**EXERCISE INPUTS:**
- - - - - - -

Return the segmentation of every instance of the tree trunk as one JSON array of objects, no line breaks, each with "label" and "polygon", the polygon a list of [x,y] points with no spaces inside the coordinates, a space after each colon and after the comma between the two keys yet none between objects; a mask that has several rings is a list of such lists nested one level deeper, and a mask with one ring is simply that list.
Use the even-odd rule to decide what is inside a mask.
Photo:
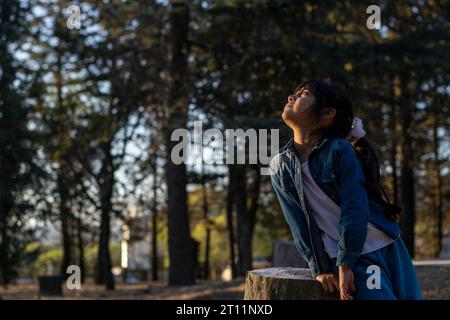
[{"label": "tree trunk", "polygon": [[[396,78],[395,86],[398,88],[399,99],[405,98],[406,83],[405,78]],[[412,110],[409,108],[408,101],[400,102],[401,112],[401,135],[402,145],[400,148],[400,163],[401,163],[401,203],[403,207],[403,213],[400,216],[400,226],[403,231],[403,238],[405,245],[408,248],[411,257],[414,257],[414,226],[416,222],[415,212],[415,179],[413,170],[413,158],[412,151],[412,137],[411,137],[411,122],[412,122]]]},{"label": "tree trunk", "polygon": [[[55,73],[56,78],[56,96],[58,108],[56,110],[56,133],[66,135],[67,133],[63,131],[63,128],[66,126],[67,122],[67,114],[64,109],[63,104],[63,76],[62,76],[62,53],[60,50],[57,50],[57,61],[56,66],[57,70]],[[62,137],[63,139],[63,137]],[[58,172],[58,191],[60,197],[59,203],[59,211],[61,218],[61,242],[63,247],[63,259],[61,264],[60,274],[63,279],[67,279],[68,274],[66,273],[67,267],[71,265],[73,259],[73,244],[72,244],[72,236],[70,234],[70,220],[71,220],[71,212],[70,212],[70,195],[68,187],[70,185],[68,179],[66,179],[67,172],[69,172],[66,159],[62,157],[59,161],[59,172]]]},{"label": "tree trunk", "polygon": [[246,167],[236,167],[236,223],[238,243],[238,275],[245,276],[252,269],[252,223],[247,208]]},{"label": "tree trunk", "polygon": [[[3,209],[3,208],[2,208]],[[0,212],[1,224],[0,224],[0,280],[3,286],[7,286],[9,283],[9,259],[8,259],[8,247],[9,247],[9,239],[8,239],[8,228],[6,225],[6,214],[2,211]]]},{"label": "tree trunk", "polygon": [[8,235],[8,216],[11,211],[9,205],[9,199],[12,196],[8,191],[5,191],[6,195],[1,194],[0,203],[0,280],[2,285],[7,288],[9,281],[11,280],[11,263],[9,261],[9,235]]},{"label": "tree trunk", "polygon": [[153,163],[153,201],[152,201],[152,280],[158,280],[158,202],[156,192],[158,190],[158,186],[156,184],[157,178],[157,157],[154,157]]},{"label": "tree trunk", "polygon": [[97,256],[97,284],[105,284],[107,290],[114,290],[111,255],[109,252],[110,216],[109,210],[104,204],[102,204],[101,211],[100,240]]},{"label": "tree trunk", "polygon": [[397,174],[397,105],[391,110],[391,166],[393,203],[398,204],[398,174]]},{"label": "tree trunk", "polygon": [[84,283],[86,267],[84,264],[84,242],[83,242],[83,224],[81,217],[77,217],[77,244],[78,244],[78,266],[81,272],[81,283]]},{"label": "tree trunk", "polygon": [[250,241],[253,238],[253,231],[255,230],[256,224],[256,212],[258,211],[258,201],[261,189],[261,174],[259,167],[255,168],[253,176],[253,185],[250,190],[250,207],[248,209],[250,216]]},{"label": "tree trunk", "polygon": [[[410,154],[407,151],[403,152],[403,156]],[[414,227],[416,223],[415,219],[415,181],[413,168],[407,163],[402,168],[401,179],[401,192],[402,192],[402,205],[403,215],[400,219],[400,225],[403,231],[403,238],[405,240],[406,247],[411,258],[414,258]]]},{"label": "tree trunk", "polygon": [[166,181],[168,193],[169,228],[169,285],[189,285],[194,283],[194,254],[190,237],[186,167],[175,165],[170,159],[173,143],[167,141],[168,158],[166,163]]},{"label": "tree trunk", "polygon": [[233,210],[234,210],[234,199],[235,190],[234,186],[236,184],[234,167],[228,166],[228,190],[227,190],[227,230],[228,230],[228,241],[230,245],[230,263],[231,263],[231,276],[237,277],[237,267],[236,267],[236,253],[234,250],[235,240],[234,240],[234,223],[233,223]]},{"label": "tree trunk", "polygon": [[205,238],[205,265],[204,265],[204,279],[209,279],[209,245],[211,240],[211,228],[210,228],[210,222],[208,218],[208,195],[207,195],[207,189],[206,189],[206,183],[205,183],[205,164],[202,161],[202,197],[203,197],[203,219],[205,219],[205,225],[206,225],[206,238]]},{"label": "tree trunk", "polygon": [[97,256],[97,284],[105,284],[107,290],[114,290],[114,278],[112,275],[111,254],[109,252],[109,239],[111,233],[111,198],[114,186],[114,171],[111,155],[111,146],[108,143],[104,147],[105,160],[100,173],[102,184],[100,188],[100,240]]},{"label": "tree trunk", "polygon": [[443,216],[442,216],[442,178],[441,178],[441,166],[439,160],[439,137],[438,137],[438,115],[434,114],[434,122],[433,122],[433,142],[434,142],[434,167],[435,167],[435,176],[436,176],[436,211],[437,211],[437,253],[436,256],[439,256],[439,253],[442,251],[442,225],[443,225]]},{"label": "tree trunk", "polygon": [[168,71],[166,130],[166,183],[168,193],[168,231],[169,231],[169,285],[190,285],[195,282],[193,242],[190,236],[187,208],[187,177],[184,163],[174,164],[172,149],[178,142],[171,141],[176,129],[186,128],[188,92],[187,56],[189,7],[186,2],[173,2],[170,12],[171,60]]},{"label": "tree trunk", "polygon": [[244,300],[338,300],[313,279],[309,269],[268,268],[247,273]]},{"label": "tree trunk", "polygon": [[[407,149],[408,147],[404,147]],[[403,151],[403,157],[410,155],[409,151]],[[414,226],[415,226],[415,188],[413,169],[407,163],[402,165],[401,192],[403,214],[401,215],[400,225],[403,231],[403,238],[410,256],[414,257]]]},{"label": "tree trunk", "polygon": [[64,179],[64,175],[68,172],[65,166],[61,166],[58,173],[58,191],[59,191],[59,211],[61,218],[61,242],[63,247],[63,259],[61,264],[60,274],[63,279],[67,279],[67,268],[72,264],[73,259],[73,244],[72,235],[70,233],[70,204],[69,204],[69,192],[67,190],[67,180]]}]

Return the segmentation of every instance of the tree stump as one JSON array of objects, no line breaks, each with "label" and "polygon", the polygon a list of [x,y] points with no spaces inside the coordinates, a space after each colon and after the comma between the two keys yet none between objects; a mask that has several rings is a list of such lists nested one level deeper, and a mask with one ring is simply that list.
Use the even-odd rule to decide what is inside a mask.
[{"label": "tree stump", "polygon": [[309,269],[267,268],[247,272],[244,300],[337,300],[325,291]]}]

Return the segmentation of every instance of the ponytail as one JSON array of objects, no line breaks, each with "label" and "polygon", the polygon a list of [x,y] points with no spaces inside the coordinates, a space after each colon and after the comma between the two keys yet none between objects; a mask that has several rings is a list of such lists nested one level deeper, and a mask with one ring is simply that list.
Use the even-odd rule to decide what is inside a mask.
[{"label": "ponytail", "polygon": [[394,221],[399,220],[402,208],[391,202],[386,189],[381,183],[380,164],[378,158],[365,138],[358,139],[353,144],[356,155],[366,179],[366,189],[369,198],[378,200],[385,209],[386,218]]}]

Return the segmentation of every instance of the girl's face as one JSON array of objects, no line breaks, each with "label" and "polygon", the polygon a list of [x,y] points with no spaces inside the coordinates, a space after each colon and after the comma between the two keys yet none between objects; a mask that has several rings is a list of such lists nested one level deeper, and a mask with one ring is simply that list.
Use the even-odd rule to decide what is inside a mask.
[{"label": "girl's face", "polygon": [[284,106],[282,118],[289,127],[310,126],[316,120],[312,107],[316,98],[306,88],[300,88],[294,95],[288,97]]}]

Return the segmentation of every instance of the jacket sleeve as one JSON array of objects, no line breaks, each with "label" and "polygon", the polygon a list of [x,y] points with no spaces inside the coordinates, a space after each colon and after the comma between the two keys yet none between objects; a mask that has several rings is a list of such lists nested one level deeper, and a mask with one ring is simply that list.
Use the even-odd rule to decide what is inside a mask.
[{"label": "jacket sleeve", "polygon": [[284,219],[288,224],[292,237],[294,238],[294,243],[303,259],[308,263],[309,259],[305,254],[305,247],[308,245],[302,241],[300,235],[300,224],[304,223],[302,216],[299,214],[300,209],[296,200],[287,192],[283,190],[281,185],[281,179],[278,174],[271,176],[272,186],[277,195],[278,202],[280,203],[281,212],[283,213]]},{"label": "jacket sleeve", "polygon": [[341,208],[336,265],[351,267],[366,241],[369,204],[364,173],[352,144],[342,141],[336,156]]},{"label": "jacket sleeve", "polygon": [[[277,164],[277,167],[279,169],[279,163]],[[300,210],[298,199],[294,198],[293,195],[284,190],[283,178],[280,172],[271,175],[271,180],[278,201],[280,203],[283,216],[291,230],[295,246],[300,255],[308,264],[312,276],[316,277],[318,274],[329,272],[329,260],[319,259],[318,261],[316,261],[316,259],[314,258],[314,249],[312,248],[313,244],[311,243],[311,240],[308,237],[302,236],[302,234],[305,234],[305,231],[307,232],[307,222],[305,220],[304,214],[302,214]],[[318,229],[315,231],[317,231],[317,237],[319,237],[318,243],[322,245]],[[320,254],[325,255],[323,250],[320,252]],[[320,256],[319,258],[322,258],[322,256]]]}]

- - - - - - -

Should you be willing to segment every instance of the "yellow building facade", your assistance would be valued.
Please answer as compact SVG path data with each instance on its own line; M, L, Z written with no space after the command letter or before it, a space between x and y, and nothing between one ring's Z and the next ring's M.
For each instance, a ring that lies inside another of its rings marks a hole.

- - - - - - -

**WORK REQUIRED:**
Everything above from the line containing "Should you be" through the line containing "For each instance, a" must be copied exactly. Nothing outside that range belongs in the answer.

**RESULT OF THE EXERCISE:**
Should you be willing to segment every instance of the "yellow building facade", your assistance would be valued.
Please answer as compact SVG path data with each instance on its own line; M, L, Z written with no space after the command letter or before it, a space between x and y, and nothing between one ring's Z and the next ring's M.
For each instance, a ring that lies inside another of its rings marks a hole.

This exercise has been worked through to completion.